Reproduce the passage of the newborn size article starting with "Newborn babies born" and going on through "around the world.".

→ **Page extract**
···
Newborn babies born to healthy, well nourished mothers are strikingly similar in size the world over, scientists have shown.
On average, they have a body length of 49.4 centimetres (19.45 inches), an international study found.
Previously it was suggested that ethnicity was largely responsible for the widespread variation seen in the size of babies born around the world.
The new research suggests race and ethnicity contribute little to baby size. What matters more is the education, health and nutrition of mothers, and the care they receive during pregnancy.
Overall no more than 4% of differences in foetal growth and birth size could be attributed to population differences.
Scientists taking part in the Intergrowth-21st study looked at almost 60,000 pregnancies in urban areas of the UK, US, Brazil, China, India, Italy, Kenya and Oman.
Ultrasound scans were carried out to assess babies’ bone growth in the womb, and at birth every infant had its body length and head circumference measured.
···
→ **Given data**
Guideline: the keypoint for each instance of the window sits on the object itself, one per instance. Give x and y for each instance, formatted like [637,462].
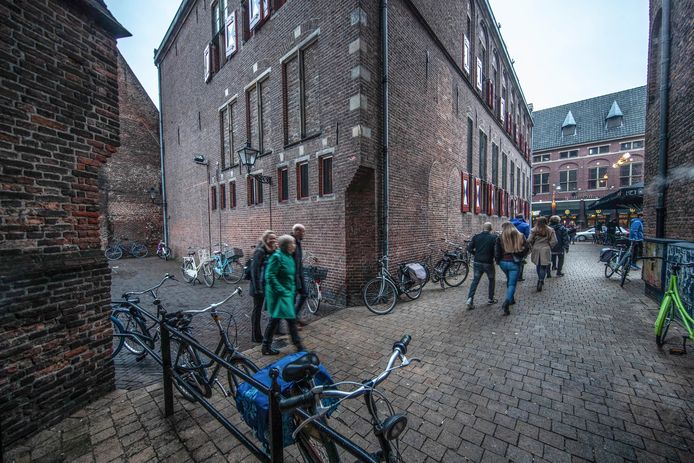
···
→ **Task answer**
Newborn babies born to healthy, well nourished mothers are strikingly similar in size the world over, scientists have shown.
On average, they have a body length of 49.4 centimetres (19.45 inches), an international study found.
Previously it was suggested that ethnicity was largely responsible for the widespread variation seen in the size of babies born around the world.